Continue the review of Grant's book on musical theater that appears below, starting after its last sentence.
-- begin Text segment --
When Grant is at its best, he is able to clarify things in a very specific way on subjects that are often written about in generalities. For example, when defining the "rock groove" and elucidating its inadequacies as a vehicle for dramatic expression, he writes, "When four equally accented quarter-note beats or eight eighth-note beats accompany a lyric, the emotion of the lyric is attenuated by the beat's very sameness."

Further, he suggests that the rock groove "elicits a call-and-response emotional response from the theatergoer similar to the call-and-response of African-American gospel music and spirituals. But call-and-response, although visceral and valid, is a communal gesture of religious revivalism, not a mode of theater." He aptly quotes Elizabeth Swados: "You should not want to get up and dance with a character who is not even supposed to know you're there."

Another place where I found Grant insightful was his discussion of Hello, Dolly! This is likely to be one of the controversial parts of the book because Grant regards the show as the beginning of the end of the golden age, writing that the plot and characters are not only "subordinate to gestures of staging, they are enveloped and overwhelmed by them." Grant's critique is thought-provoking, even if it could have been a bit more specific at times.

The above gives you some examples of what is good about this book. There is a lot more that is of similarly high quality. But there are problems as well.


This photograph of Beggar's Holiday shows a simple painted backdrop still typical
of Broadway musical design in the 1940s and early 1950s.

Theatre Collection, Museum of the City of New York

First, as Grant's point of view on Hello, Dolly! probably suggests, he writes strongly negative things about some beloved shows, writers (though he doesn't blame the writers for what he thinks is wrong with Dolly!) and director-choreographers. Some people may be bothered by this. For me, the problem is that some of his criticisms don't add up. For instance, he writes that "In almost every Kander and Ebb show virtually every song is some variant of camped-up neo-Jolson razzmatazz," which doesn't make me reassess Kander and Ebb as much it makes me question how well Grant knows their shows.

Second, if Grant likes any shows by younger writers, he doesn't identify them. What's troublesome is not so much that he has almost nothing positive to say about the younger writers, but that in almost everything he writes about them, he generalizes about them as a group. I wish that he had written about at least one or two of them a bit more specifically.

Third, apart from some of his questionable criticisms, some of his larger points don't quite add up. For example, he writes that "Sound design and the microphone may have liberated the physical staging, but they have also erected an invisible psychological barrier between the audience and the stage that is the opposite of theater." On the next page he repeats a complaint that he voiced earlier in the book: that "rock-based musical theater has a permeable fourth wall." But if there is a psychological barrier between the audience and the stage in heavily amplified shows, can the fourth wall be permeable in those same shows? Grant may well be able to defend this seeming inconsistency, but he doesn't seem to realize it's there and consequently doesn't address it. And this, as well as a few other inconsistencies, should be addressed.
-- end Text segment --
-- begin Data lines --
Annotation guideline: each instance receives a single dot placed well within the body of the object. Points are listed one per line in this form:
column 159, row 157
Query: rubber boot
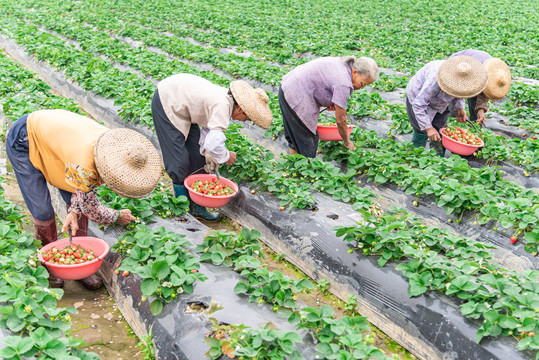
-- end Data lines --
The answer >>
Fourth, as is so often the case with books on musical theater, there are many factual errors (along with statements that are so vaguely phrased that it's hard to be certain whether they constitute factual errors), as well as silly overstatements, occasional misuse of terminology and some writing that is stylistically sloppy.

In some cases, Grant seems to have just been a bit careless in his fact-checking. For example, when discussing the gradual lowering of tessitura that allowed lyrics to be sung more clearly, he says that the singing ranges of both Ado Annie and Laurey in Oklahoma! "stay below g2 the whole time." I suspect that he simply forgot to look at the reprise of "People Will Say We're in Love," in which Laurey sings several As. While this is minor and doesn't invalidate Grant's basic point, it's the sort of wrong detail that makes you wonder whether you can trust Grant when he writes on subjects that you don't know much about.

A few other examples: Grant includes Mamma Mia! and Movin' Out in a list of shows that are "presented frankly as revues." (He also includes the Bacharach revue The Look of Love in that list, which makes it even stranger that in a later chapter writes, "As the love affair with the written and spoken word has died, 'jukeboxicals' have stepped into the breach - desperate attempts to salvage the songs of Gershwin, Porter, Kern and even Burt Bacharach by interpolating them into new, artificial librettos.")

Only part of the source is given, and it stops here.